Print verbatim the lines from the beginning of the entries through the line containing "In this exercise you will indicate the tree", both ends included. Pictures should be left out.

Point localization data:
● ● ● ●

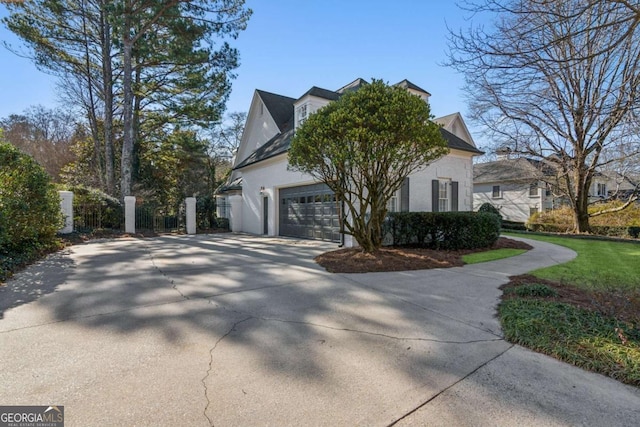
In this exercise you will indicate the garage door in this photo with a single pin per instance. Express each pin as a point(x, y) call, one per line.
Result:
point(309, 212)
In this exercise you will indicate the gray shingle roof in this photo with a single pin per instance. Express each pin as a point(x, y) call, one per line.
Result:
point(457, 143)
point(406, 84)
point(280, 107)
point(519, 169)
point(277, 145)
point(321, 93)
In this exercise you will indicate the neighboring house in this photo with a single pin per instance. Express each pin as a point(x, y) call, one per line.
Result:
point(516, 187)
point(262, 196)
point(519, 187)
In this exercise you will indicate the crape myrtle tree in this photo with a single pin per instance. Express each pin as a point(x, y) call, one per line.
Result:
point(363, 146)
point(557, 81)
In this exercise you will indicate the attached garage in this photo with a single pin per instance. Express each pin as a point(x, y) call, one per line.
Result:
point(309, 212)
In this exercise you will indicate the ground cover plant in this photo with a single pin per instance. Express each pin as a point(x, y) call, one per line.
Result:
point(354, 260)
point(585, 312)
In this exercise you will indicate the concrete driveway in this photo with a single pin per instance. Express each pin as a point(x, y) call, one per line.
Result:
point(233, 330)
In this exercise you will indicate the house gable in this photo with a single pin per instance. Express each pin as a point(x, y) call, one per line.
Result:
point(269, 115)
point(455, 124)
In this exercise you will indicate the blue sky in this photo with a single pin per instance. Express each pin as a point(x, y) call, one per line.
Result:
point(291, 45)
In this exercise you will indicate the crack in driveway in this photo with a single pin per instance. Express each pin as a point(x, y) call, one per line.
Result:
point(432, 398)
point(204, 379)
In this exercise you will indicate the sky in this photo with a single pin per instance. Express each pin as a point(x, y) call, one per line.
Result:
point(291, 45)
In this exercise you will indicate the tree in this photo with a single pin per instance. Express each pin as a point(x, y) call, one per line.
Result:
point(165, 63)
point(363, 146)
point(557, 81)
point(29, 205)
point(47, 135)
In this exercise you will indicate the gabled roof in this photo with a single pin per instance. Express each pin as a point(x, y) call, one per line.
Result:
point(354, 85)
point(280, 144)
point(321, 93)
point(518, 170)
point(234, 185)
point(446, 120)
point(406, 84)
point(277, 145)
point(280, 107)
point(457, 143)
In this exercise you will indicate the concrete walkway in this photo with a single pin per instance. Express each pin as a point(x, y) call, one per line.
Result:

● ● ● ●

_RESPONSE AREA:_
In this exercise you will indicate the garage door in this photo with a single pin per instance. Express each pin as a point(x, y) call, one per line.
Result:
point(309, 212)
In this exercise you will indicate the gray shingle roof in this photo with a single pin per instance. Express each pin as a point(x, y) call, one per line.
Result:
point(457, 143)
point(406, 84)
point(280, 107)
point(519, 169)
point(277, 145)
point(321, 93)
In this exercise you will indicate the neighboring house in this photo with a single pin per instance. Express each pin as a point(x, y) call, one per line.
Result:
point(516, 187)
point(262, 196)
point(519, 187)
In this exercise you will indicate the crape myrtle tree in this photo with a single pin per instance. Express each pin as a point(x, y) call, one per line.
Result:
point(363, 146)
point(557, 81)
In this exercise you will indicate the attached garage in this photo with a single pin per instance. Express each pin as a point(x, y) call, one per line.
Result:
point(309, 212)
In this exercise you will indicate the ground cover plant in this photo with a single pin per instance. Express each pin as a point(x, y) call, one per line.
Result:
point(354, 260)
point(585, 312)
In this exercise you will indicate the concrete driveway in this photo with a single pin per instance. Express each pin as a point(x, y) call, one per line.
Result:
point(233, 330)
In this exercise you will indicate the house gable in this photo with a single pin per instance. Express each pin as a point(x, y) call, one per line.
Result:
point(269, 115)
point(455, 124)
In this exercise you will indicate the blue sky in this photo with a single pin per instance. Express each pin as a point(x, y) call, one per line.
Result:
point(291, 45)
In this exercise you will indicate the crack in driveway in this photo with a single pin per instance. Express each pin as a point(x, y) call, one per line.
Result:
point(432, 398)
point(204, 379)
In this exercise you will indicate the sky in this photo with a single pin per instance. Express each pin as a point(x, y) call, one per line.
Result:
point(291, 45)
In this exercise you will indicate the tree in this photo with a single pin per instance. Express each pin as a point(x, y) call, one per line.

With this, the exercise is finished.